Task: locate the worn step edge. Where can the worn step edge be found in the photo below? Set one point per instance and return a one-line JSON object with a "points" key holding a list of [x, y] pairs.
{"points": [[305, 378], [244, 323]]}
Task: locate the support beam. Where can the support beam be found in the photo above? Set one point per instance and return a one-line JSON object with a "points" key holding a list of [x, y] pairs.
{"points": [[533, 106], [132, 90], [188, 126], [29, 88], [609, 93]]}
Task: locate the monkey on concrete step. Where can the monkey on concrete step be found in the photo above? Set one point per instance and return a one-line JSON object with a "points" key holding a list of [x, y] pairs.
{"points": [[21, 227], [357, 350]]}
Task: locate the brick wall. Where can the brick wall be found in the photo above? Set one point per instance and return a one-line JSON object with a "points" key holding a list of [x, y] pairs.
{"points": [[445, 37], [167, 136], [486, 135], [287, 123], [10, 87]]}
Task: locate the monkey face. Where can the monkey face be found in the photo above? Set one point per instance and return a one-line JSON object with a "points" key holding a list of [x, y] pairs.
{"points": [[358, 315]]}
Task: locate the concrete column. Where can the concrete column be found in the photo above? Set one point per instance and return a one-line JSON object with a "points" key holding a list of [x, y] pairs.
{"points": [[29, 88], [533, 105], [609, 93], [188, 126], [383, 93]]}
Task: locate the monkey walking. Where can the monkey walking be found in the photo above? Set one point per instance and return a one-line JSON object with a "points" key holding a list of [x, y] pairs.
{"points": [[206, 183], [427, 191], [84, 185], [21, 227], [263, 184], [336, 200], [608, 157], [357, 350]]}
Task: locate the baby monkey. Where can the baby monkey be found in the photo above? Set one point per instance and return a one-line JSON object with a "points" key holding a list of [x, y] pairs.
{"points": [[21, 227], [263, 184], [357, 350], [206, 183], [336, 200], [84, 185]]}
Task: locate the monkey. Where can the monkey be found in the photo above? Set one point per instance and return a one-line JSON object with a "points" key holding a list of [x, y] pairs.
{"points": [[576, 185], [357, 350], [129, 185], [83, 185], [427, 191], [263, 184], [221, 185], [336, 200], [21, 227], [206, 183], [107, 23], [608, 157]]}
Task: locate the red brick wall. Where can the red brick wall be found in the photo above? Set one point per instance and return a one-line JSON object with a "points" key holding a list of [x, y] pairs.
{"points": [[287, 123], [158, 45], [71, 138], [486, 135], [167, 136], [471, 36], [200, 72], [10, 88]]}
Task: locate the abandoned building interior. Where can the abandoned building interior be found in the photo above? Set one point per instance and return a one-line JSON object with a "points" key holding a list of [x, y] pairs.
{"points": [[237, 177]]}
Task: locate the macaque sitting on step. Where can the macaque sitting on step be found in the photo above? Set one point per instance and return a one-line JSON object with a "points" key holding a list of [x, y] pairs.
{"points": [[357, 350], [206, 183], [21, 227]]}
--------------------
Task objective ▸ Return the whole listing exactly.

Reply ▸
Task: locate the worn step edge. Where can the worn step edge be found in the photo below? Set one point per instance and return a one-line JSON object with a "points" key holding a list of [x, y] pairs.
{"points": [[305, 378], [244, 323]]}
Task: locate the support beam. Where can the support beam be found in the photo above? Set one point per instance and return a one-line JSON object with a "points" key holding a list of [x, y] pairs.
{"points": [[533, 106], [132, 90], [188, 126], [29, 88], [609, 93]]}
Task: locate the monkey on concrete step. Where can the monkey on concrete step be found in the photo above? Set one point per instance and return a one-line JSON object with a "points" key holding a list of [x, y] pairs.
{"points": [[21, 227], [357, 350]]}
Task: locate the brick wall. Where can the brick wall be found in the photo above? Set one point per instance and return a one-line JSON object with a "points" key holding a list of [x, y] pairs.
{"points": [[445, 37], [167, 136], [486, 135], [287, 123], [10, 87]]}
Task: locate the monkey face. Where can the monkey face be found in the photo above? Set one point per instance and return a one-line JSON object with a "points" key holding a list of [x, y] pairs.
{"points": [[358, 315]]}
Task: locate the concrete column. Where can the concrete column be found in the photo above? Set one point per instance and return a one-line JSON object with a "points" key holding a list of [x, y] pairs.
{"points": [[29, 88], [533, 105], [609, 93], [188, 126], [383, 93]]}
Task: locate the monkey walking. Where can the monkey walking be found in the photo above? Set one point per instance and return a one-line JSON object with a "points" key holding a list of [x, y] pairs.
{"points": [[206, 183], [427, 191], [84, 185], [21, 227], [263, 184], [336, 200], [608, 157], [357, 350]]}
Task: locate the baby monkey. Where can the baby monkey be found in the photo above? Set one point per instance and return a one-line JSON object with a "points" key holding a list of [x, y] pairs.
{"points": [[21, 227], [263, 184], [357, 350], [206, 183], [336, 200], [84, 185]]}
Task: locate the monkey. Where can the monkey be found in the photo above? Set one point per instance and return a one-line JSON object with a "points" key holding a list of [x, y] pairs.
{"points": [[576, 185], [357, 350], [129, 185], [83, 185], [427, 191], [263, 184], [221, 185], [336, 200], [21, 227], [206, 183], [107, 23], [608, 157]]}
Task: locate the red brick wall. Where can the red brick wall be found in the photo above? Set one point per instance and return a one-line JSON object with a "points" key holding a list of [x, y] pairs.
{"points": [[287, 123], [158, 45], [71, 138], [486, 135], [167, 136], [471, 36], [200, 72], [10, 88]]}
Task: locate the abandoned building interior. Where can the abandoned building interior be found in the photo above? Set one point per instance and return a one-line JSON object with a "points" key holding a list of [x, y] pairs.
{"points": [[237, 177]]}
Task: locate the macaque sitting on step. Where can the macaque sitting on step be found in the photo above? Set one point per instance and return a one-line JSON object with a "points" key holding a list of [x, y] pairs.
{"points": [[357, 350], [206, 183], [21, 227]]}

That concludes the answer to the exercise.